[comp.sys.ibm.pc] Hyphenation code wanted

ray@ole.UUCP (Ray Berry) (09/16/89)

    I am looking for c src code for rule-driven hyphenation of english
words.  Does anyone have something they could e-mail?  Donations, pointers-
all are encouraged/appreciated.  Thank you.
-- 
Ray Berry  kb7ht  uucp: ...ole!ray CIS: 73407,3152 /* "inquire within" */
Seattle Silicon Corp. 3075 112th Ave NE. Bellevue WA 98004 (206) 828-4422

matthew@sunpix.UUCP ( Sun Visualization Products) (09/27/89)

In article <1333@ole.UUCP> ray@ole.UUCP (Ray Berry) writes:
|
|    I am looking for c src code for rule-driven hyphenation of english
|words.  Does anyone have something they could e-mail?  Donations, pointers-
|all are encouraged/appreciated.  Thank you.
|-- 
|Ray Berry  kb7ht  uucp: ...ole!ray CIS: 73407,3152 /* "inquire within" */
|Seattle Silicon Corp. 3075 112th Ave NE. Bellevue WA 98004 (206) 828-4422


I've seen a book called 'C Chests and other Treasures', which are a reprint
of DDJ articles from the C Chests column.

One of the chapters in the book is dedicated to a rule-driven hyphenation
program


-- 
Matthew Lee Stier                            |
Sun Microsystems ---  RTP, NC  27709-3447    |     "Wisconsin   Escapee"

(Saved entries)
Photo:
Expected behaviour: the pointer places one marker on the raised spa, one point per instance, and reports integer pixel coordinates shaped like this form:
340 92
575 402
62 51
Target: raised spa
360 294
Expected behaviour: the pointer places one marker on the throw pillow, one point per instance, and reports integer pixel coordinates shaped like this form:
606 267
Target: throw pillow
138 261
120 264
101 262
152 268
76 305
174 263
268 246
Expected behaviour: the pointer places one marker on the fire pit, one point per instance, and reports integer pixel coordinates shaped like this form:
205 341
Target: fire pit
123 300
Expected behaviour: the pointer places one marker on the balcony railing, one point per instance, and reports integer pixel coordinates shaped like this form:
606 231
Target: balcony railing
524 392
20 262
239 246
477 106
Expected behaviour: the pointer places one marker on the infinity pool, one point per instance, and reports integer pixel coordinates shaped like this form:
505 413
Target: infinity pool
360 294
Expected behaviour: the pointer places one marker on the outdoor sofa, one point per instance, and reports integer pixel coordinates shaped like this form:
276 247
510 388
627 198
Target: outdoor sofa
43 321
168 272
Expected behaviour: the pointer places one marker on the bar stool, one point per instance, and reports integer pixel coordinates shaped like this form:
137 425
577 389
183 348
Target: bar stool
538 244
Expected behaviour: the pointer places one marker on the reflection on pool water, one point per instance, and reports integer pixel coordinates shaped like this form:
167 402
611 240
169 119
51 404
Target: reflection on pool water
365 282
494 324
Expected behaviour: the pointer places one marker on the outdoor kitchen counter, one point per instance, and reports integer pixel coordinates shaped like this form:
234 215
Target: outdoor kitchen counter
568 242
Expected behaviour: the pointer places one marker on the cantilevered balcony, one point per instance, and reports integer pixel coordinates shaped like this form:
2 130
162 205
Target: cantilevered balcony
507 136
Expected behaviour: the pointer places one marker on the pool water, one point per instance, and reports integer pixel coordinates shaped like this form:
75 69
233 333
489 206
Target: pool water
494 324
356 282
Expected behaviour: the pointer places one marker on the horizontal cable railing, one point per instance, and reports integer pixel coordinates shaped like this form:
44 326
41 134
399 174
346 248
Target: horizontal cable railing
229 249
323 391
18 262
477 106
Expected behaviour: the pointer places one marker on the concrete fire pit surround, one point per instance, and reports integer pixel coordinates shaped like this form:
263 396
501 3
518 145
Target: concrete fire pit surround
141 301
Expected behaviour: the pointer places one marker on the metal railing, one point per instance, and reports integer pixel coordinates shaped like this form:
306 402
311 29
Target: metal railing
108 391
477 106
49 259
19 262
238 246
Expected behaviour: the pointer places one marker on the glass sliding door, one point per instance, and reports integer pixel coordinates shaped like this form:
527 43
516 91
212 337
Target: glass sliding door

* _Task details_
Summarize the hyphenation code thread above in exactly two sentences.

* _Response for this exercise_
Ray Berry asked for C source code for rule-driven hyphenation of English words and invited e-mailed code, donations, or pointers. Matthew Lee Stier replied that a book called 'C Chests and other Treasures', a reprint of DDJ articles from the C Chests column, has a chapter dedicated to a rule-driven hyphenation program.